### [What is needed]
Quote the whole listing word for word. Do not include the pictures.

------

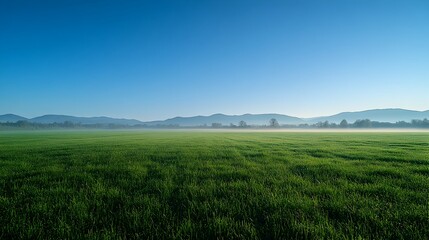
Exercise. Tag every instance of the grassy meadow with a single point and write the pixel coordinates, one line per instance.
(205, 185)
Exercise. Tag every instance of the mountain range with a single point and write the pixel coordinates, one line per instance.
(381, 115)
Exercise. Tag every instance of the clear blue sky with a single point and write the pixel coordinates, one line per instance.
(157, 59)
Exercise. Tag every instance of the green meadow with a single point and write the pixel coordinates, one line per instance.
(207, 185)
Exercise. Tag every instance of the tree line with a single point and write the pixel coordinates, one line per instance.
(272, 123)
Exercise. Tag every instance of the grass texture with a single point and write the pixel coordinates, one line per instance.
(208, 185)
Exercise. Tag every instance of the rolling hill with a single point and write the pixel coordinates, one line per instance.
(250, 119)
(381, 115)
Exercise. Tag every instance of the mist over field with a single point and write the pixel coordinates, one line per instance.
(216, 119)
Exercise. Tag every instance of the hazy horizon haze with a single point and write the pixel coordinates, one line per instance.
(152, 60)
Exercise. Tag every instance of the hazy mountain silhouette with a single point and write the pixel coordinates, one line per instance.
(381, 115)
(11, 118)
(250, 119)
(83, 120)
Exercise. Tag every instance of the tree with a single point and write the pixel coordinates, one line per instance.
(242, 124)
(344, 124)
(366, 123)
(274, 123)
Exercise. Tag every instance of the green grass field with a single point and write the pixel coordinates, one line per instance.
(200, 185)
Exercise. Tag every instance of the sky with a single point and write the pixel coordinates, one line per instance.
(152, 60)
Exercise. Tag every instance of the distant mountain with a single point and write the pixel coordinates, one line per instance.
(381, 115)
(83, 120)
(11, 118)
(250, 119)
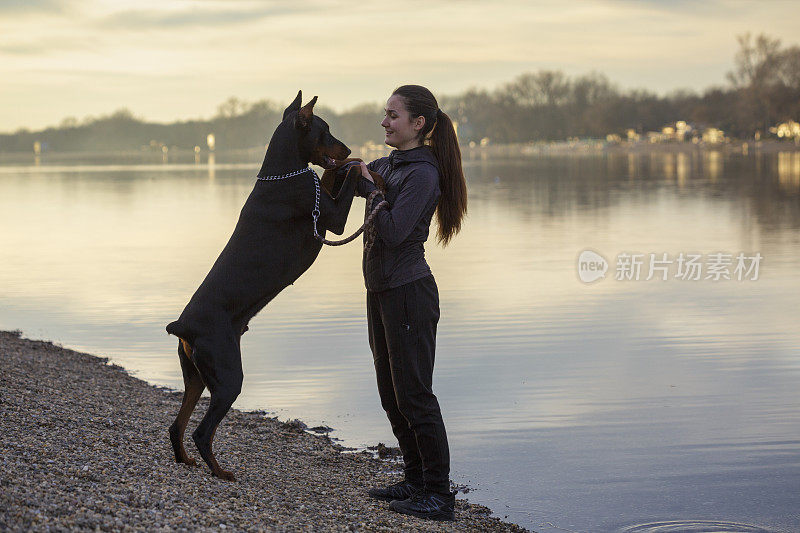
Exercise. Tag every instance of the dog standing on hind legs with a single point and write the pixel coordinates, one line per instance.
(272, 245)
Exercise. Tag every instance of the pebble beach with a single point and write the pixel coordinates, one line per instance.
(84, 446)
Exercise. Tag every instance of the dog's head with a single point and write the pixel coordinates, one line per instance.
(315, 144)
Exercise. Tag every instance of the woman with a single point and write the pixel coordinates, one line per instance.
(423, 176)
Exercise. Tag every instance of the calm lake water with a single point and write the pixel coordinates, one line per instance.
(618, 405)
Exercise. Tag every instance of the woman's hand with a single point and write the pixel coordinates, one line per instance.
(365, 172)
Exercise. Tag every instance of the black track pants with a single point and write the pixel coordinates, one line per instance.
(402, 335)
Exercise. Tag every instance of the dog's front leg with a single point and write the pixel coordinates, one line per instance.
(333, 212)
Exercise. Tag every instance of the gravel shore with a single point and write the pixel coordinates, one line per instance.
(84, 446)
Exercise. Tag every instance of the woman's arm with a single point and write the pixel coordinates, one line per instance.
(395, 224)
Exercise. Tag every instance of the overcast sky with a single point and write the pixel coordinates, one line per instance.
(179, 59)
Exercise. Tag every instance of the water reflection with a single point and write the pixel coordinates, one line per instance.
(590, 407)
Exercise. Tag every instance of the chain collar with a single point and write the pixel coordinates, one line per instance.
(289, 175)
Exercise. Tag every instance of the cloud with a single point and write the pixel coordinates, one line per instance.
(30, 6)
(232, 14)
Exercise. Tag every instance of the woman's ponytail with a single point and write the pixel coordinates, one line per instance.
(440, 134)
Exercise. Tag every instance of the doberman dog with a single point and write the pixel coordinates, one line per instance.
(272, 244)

------

### [Solution for this task]
Exercise. Tag every instance of the grassy meadow with a single point and write the pixel coordinates, one line per instance.
(205, 185)
Exercise. Tag every instance of the mountain range with a single point and write the pixel coordinates, one line per instance.
(381, 115)
Exercise. Tag every instance of the clear blue sky with a single point and write the pixel coordinates, one line per instance.
(157, 59)
Exercise. Tag every instance of the green meadow with a single point and write the pixel coordinates, one line per instance.
(207, 185)
Exercise. Tag every instance of the tree line with a single point and write the pixel coordinates, one line per instance.
(272, 123)
Exercise. Tag every instance of the grass texture with a single point and write the pixel coordinates, one line per instance.
(208, 185)
Exercise. Tag every instance of the rolling hill with a single point and write the pixel coordinates, one line per instance.
(250, 119)
(381, 115)
Exercise. Tag every instance of the mist over field with a single point and write the pixel coordinates, one line per instance.
(216, 119)
Exercise. Tag every instance of the hazy horizon haze with a single point and write the pixel coordinates, one line per instance.
(152, 60)
Exercise. Tag every instance of the hazy mountain silhouette with a single point and write the pixel coordinates, one line per instance.
(381, 115)
(11, 118)
(250, 119)
(83, 120)
Exercise. Tag every instance of the tree with a single point and write the pixel coordinates, one line per instance.
(242, 124)
(344, 124)
(366, 123)
(274, 123)
Exercise. Tag every instance of the green grass field with a single point and write the pixel coordinates, one line per instance.
(200, 185)
Exercise. Tag every instance of the sky with a single point and write the pixel coordinates, one line per instance.
(152, 60)
Exercise. Tag every instance of the distant mountain with a single point and write the pixel coordinates, one line per instance.
(381, 115)
(83, 120)
(11, 118)
(250, 119)
Exercise. Tag every instance of the dog standing on hind legs with a single point and write the pixel coordinates, one line per instance.
(272, 245)
Exercise. Tag every instance of the pebble beach with a single point and write the pixel coordinates, one line per instance.
(84, 446)
Exercise. Tag every instance of the dog's head with a single point and write the pixel coordinates, one line per instance.
(315, 144)
Exercise. Tag every instance of the woman with a single point and write the pixel coordinates, one line per instance.
(423, 176)
Exercise. Tag every instance of the calm lake water with a single point and write the pixel coordinates, one line per instance.
(618, 405)
Exercise. Tag every instance of the woman's hand with a single point and write the pixel coordinates, one line per instance.
(365, 172)
Exercise. Tag every instance of the black track pants with a single point and write the pixel coordinates, one line per instance.
(402, 335)
Exercise. Tag every instance of the dog's front leg with a single point and write the pixel coordinates, one line per instance.
(333, 212)
Exercise. Tag every instance of the gravel shore with a single point and write the pixel coordinates, one line per instance.
(84, 446)
Exercise. Tag every instance of the woman's arm with a single point and write the pixel coordinates, one line per instance.
(395, 224)
Exercise. Tag every instance of the overcast sky with a single point and write the pixel coordinates, one line per instance.
(179, 59)
Exercise. Tag every instance of the water reflection with a single point and write the pixel coordinates, one line per instance.
(590, 407)
Exercise. Tag every instance of the chain collar with a single point and write the pixel coordinates, one line per instance.
(289, 175)
Exercise. Tag every instance of the cloud with a single point and write the pixel coordinates, one line per instance.
(30, 6)
(232, 14)
Exercise. Tag every instance of the woman's ponytail with a single point and write the pixel coordinates, one line per instance.
(440, 134)
Exercise. Tag every instance of the doberman dog with a single point and write the pixel coordinates, one line per instance.
(272, 244)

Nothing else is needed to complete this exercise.